- **Kurze Aufgabe 1**
Schreib bitte aus den Datensätzen die Zeilen von der Zeile mit „tag the roof“ bis zum Ende der Datensätze unverändert ab, beide Enden eingeschlossen.

── Vorliegender Text

MONTAGSBLOCK /36

Der G20-Gipfel in Hamburg war das harte Aufeinanderprallen zweier Narrative über die Globalisierung. Auf der einen Seite der schwarze Block als extreme Söldnervariante gegen den ungezügelten Globalkapitalismus. Auf der anderen Seite Angela Merkel und ihre überwiegend konformen Staatenlenker als extrem bewachte Hüter desselben. So beschwor man in den Messehallen den global freien Austausch von Waren, während hinter brennenden Barrikaden der zerstörerische Kapitalismus bekämpft und abgefackelt werden sollte. Beide Seiten hielten auf bizarre Weise Hof. Im Exzess entluden sich in der Schanze dann unverzeihlich Wut und Verbohrtheit. Gleichzeitig wurde in der Elbphilharmonie eine groteske Form umfassender Sedierung der Weltöffentlichkeit betrieben. Was sich unterdessen im Hintergrund abspielt, wird kaum sichtbar und thematisiert. Es geht nämlich um uralte Erzählmuster, die als Erlösungssemantik beiderseits rituell aufrechterhalten und fortgesetzt stabilisiert werden. Betrachten wir zwei antagonistische Argumentationsstränge etwas näher:

Zunächst die linksradikale Option: Als „Empire“ bezeichnen Michael Hardt und Antonio Negri diese neue Weltordnung. Der amerikanische Literaturwissenschaftler und der italienische Philosoph definieren sie als globales System, das alle Lebenswelten und Menschen zu durchdringen und sie zu vereinnahmen sucht. Jedoch nicht mehr mit den Mitteln des klassischen Imperialismus, „der stets darum bemüht war, seine Macht linear auf geschlossene Räume auszuweiten und die unterworfenen Länder zu besetzen, zu zerstören und der eigenen Souveränität zu unterwerfen“. Gemeint ist vielmehr ein imperiales Modell, das einen offenen Raum neu organisiert und unbegrenzte, vielfältige und singuläre Netzwerkbeziehungen schafft. Das Empire bewegt sich in diesem Sinne nicht mehr von innen nach außen, sondern agiert unter der einen, der einzigartigen Dunstglocke des Weltmarktes und Unternehmenskapitals – dezentralisiert und deterritorialisiert.

────
── Vorliegende Datensätze

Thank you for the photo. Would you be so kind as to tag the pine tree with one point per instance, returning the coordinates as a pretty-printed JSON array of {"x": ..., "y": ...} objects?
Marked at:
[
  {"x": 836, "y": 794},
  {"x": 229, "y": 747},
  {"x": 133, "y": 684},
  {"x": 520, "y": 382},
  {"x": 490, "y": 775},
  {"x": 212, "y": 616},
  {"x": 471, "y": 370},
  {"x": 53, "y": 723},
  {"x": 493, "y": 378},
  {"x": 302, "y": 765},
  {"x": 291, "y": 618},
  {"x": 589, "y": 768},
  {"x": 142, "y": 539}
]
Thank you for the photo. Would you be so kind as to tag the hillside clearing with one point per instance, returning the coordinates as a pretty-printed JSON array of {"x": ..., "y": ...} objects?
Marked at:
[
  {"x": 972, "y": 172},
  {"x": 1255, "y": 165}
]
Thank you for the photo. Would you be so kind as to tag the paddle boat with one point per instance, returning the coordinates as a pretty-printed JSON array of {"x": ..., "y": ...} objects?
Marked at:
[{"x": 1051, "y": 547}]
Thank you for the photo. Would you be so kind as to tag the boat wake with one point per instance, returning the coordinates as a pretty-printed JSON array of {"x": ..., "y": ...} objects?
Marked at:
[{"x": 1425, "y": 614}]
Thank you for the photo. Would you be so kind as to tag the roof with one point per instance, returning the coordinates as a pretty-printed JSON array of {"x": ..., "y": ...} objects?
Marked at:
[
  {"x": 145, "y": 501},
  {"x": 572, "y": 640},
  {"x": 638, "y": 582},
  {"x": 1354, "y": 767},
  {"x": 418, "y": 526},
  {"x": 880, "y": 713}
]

────

- **Kurze Aufgabe 2**
Wie nennen Michael Hardt und Antonio Negri laut dem Text zum G20-Gipfel die neue Weltordnung?

- **Antwort 1**
Thank you for the photo. Would you be so kind as to tag the roof with one point per instance, returning the coordinates as a pretty-printed JSON array of {"x": ..., "y": ...} objects?
Marked at:
[
  {"x": 145, "y": 501},
  {"x": 572, "y": 640},
  {"x": 638, "y": 582},
  {"x": 1354, "y": 767},
  {"x": 418, "y": 526},
  {"x": 880, "y": 713}
]

- **Antwort 2**
„Empire“